# What this task involves
Look over the lines below. Report each one that includes the string "metal".

# Information provided
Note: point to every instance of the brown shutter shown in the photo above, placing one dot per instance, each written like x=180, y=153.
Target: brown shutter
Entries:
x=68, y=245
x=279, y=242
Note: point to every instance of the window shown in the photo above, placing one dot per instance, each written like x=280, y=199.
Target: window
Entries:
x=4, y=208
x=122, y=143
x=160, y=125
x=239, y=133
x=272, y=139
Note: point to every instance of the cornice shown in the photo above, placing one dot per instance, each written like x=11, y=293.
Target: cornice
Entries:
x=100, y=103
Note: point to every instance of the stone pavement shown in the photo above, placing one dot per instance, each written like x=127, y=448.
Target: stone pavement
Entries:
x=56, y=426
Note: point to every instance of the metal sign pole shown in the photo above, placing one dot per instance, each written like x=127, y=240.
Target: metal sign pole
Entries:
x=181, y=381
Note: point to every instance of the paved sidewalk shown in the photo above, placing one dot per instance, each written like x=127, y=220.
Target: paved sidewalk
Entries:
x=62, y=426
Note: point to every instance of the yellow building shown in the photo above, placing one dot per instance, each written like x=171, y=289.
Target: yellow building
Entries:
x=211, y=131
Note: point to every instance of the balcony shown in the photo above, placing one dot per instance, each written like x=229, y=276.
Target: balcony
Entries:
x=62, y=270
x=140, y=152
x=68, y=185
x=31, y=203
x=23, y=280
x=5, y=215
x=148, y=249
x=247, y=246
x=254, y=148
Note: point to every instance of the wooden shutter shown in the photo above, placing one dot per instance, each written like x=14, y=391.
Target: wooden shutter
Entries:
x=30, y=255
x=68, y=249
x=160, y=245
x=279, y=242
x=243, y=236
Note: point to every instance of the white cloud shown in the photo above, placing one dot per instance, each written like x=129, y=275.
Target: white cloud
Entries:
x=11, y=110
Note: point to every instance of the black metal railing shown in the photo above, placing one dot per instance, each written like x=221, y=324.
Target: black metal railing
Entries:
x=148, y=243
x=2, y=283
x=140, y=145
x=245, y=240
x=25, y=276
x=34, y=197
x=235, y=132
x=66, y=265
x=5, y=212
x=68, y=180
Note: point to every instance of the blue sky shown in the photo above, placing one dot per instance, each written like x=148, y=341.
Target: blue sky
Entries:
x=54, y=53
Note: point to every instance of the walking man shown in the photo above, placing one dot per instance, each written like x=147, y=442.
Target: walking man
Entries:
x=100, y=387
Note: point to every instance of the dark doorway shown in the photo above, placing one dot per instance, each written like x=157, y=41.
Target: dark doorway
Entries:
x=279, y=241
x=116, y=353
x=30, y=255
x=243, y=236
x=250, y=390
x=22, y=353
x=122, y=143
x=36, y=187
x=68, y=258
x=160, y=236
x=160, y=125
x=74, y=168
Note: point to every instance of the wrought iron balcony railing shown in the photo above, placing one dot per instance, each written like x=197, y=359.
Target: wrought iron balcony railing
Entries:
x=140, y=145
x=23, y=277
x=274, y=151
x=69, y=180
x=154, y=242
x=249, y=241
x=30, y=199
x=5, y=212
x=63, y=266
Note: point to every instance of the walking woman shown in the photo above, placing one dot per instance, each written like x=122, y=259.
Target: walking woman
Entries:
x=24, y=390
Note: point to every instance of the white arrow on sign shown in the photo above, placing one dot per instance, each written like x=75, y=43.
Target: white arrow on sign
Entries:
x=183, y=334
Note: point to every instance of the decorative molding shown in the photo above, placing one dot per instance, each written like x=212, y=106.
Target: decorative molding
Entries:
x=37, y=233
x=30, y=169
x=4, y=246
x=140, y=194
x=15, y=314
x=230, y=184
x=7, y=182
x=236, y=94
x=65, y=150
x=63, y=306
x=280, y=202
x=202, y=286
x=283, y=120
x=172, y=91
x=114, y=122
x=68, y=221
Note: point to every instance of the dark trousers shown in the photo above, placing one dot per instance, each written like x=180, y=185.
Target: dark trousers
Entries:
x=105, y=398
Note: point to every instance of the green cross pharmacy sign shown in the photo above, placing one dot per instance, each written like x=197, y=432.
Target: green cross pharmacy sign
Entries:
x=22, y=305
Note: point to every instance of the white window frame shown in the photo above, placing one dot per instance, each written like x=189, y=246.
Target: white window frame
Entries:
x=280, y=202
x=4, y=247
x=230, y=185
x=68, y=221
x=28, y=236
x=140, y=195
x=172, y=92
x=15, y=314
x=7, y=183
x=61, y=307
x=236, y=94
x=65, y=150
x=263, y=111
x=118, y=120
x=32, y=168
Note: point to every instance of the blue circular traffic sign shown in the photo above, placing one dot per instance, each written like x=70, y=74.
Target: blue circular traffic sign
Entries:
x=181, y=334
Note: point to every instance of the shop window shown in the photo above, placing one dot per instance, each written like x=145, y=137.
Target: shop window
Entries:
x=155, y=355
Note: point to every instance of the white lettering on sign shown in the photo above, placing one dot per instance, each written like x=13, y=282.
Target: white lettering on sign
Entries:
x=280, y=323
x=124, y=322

# Final answer
Note: point to every instance of the metal sign pole shown in the photo above, placing one dot per instance, each written like x=127, y=240.
Target: metal sign pole
Note: point to every instance of the black metal railing shown in the photo above, placing one dot per instance, each written like x=221, y=324.
Target: black metal railing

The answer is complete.